Anyone install one of those Alpine amps? How does it change the sound. Mine seems to be all bass and no definition.


----------



## pemmbroke (May 10, 2011)

Since starting this thread I have talked with Chevrolet engineers the remedy to fix my (our) problem would be to rewire the system not covered by Chevrolet, so at this time I would recommend not wasting your money on the " Pioneer Premium Sound Sytem"


----------



## robertbick (Jan 1, 2011)

I have the Pioneer system and it sounds very good.


----------



## cruze 2011 (Oct 20, 2010)

i have the pioneer system and i have never had mine over 20 if i do my rear view mirrow vibrates so bad i cant see out of it i see no problems with my system it had plenty of base sounds great!!!


----------



## pemmbroke (May 10, 2011)

robertbick said:


> I have the Pioneer system and it sounds very good.


 
You are right, the front 1/2 of the system sounds good, the rear half is the dead sea.


----------



## JordankCruze (Jun 20, 2011)

Also Agree i Have a LT RS with pioneer premium speakers (if thats what you want to call it!) Pioneer Put WAY to Much Effort into the "Subwoofers" its hard getting to "30" with out the Dash Mirror Cracking itself, or hearing a true "Surround Sound" it would be great if it was evenly distributed, but instead its more of a annoyance/Headache. Any resolutions?!

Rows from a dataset
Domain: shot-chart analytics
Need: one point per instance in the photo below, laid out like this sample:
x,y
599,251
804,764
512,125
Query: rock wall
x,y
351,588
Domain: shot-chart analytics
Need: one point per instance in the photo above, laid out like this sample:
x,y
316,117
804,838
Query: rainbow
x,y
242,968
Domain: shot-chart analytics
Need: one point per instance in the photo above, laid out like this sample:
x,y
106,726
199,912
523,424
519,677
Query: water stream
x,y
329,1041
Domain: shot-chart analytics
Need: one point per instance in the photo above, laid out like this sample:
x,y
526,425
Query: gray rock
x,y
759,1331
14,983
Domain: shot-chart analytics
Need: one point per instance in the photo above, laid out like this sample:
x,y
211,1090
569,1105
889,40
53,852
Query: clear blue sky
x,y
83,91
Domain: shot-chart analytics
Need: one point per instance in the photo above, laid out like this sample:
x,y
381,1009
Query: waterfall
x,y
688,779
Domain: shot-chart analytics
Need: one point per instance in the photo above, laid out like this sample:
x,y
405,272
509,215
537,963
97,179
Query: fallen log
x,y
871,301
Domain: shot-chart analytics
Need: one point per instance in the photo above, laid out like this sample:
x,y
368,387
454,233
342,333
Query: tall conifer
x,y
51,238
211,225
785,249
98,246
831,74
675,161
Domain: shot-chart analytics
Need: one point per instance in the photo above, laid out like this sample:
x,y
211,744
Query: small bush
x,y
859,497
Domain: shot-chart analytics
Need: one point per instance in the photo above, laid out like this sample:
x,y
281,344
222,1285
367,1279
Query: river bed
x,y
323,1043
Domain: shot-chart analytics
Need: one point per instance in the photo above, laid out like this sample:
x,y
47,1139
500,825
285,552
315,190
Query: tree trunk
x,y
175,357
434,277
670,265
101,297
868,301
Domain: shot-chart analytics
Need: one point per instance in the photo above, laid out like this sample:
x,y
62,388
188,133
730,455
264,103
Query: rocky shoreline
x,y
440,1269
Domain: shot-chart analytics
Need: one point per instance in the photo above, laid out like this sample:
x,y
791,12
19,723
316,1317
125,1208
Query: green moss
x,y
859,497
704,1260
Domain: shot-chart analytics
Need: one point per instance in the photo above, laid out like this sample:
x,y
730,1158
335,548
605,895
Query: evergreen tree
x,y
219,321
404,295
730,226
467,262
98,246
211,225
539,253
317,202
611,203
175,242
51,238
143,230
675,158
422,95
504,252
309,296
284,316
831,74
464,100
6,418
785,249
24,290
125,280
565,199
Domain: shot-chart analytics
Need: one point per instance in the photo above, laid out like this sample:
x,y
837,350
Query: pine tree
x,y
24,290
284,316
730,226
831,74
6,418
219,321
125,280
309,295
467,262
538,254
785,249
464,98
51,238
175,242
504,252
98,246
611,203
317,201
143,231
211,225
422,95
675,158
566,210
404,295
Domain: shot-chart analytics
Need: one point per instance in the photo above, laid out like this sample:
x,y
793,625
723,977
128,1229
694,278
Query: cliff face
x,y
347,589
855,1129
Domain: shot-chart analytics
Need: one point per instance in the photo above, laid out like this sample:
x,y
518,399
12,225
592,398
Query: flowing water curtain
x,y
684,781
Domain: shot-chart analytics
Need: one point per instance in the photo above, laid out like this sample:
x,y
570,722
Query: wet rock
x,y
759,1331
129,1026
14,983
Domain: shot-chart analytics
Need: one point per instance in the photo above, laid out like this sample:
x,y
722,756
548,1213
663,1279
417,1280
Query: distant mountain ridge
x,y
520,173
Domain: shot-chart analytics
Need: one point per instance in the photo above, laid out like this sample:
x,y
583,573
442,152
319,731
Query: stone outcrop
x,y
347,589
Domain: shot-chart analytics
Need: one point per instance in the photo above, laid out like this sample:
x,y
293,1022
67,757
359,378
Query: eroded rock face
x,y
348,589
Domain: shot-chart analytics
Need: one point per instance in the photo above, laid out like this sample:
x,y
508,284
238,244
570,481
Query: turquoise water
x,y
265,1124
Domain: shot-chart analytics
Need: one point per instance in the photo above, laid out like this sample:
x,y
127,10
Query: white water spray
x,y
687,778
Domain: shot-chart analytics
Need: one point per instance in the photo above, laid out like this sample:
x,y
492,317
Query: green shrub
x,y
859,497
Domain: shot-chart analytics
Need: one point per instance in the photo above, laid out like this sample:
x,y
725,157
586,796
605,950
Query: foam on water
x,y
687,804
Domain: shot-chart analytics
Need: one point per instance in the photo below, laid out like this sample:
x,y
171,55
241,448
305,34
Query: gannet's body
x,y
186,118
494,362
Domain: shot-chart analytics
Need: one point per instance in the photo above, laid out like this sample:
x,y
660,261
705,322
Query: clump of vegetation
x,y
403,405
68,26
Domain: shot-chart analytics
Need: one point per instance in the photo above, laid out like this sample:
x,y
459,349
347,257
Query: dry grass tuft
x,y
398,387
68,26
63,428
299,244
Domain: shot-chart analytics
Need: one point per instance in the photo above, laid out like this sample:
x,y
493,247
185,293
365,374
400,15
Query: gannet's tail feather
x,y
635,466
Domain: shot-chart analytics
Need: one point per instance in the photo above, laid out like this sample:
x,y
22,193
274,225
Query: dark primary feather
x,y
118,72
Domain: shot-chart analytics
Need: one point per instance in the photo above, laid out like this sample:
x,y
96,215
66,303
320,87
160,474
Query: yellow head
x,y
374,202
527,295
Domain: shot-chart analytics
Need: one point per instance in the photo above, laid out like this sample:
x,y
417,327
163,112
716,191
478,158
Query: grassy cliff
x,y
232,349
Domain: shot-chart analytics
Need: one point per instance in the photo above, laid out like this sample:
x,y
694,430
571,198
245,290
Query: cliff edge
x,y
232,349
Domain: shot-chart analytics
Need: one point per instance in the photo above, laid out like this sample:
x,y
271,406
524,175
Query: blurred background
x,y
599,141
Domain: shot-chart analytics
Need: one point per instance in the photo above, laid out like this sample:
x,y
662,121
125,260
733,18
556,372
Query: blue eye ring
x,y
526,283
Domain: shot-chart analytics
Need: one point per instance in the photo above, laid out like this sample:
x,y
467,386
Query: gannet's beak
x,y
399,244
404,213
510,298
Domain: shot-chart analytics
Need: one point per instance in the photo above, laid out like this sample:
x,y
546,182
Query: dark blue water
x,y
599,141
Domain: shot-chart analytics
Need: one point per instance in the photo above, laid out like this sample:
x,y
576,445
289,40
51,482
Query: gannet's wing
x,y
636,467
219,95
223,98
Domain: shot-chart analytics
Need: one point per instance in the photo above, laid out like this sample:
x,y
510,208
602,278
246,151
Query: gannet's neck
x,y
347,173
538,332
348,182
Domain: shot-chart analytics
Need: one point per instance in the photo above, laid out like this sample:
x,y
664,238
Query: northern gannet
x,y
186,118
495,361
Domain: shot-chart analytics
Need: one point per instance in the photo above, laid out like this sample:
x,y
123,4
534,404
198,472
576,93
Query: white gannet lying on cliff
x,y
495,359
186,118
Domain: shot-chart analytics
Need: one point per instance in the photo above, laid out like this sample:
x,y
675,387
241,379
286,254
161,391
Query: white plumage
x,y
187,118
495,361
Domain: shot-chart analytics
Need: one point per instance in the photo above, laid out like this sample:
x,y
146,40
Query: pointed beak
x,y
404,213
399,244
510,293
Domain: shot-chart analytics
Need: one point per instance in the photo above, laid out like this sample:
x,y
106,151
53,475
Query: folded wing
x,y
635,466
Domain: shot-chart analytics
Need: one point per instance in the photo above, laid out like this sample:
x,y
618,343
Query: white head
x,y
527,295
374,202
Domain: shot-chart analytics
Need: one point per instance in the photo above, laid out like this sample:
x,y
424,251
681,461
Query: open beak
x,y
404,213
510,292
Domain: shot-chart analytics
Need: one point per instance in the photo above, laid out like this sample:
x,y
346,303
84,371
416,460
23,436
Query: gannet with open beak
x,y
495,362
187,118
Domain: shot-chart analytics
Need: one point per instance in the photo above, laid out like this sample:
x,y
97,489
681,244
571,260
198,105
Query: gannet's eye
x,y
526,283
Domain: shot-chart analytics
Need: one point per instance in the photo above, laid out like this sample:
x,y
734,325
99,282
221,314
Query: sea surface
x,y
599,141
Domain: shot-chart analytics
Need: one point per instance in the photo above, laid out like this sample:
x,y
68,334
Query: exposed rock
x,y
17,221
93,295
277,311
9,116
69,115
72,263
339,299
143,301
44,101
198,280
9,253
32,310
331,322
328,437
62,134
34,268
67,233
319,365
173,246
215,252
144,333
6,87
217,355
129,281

◆ Brief 1 ◆
List each distinct username that heads a post in the forum thread about the Pioneer car sound system.
◆ Brief 2 ◆
Write the next post in the forum thread about the Pioneer car sound system, following the last one shown.

◆ Expected answer 1 ◆
pemmbroke, robertbick, cruze 2011, JordankCruze

◆ Expected answer 2 ◆
----------



## Bjorn (Jun 8, 2011)

yes, the rear 6x9's are actually just "subs", not full range speakers. With the rear speakers so low in the door, there is no sound to the front. I think the idea was to have very forward soundstage, but it fails big time.

I plan (in the distant future) to replace the rear 6x9's with full range ones, and amp them. I'm assuming the stock amp has a low pass filter in it, so i'd have to add an amp to drive the full range speakers. Unacceptable for being a "premium" sound system.


----------



## Starks8 (Jul 20, 2011)

Recently got to really test this premium pioneer on another test drive and **** you guys are right, it sucks! The front sounds really, really good especially if using a CD or IPOD which I brought with me on purpose. I went to sit in the back and it had no sound back there besides some muffled bass! I didn't really hear too much coming from the rear door speakers either. Makes me wonder why the **** they even bothered putting speakers in the back at all? 

I've always dreamed of finally getting my first new car (was hoping to make it the cruze) and getting to have a really nice, crisp sound system to be the cherry on top and being able to impress my passengers with it as well as with my music collection but I guess that won't be happening! Who the **** did they get to do the sound system in this car, a **** idiot? How could they be so off base with this part of the car. Besides reliability and maybe interior styling , I say the sound system is in a close second or third on my "must be great " list!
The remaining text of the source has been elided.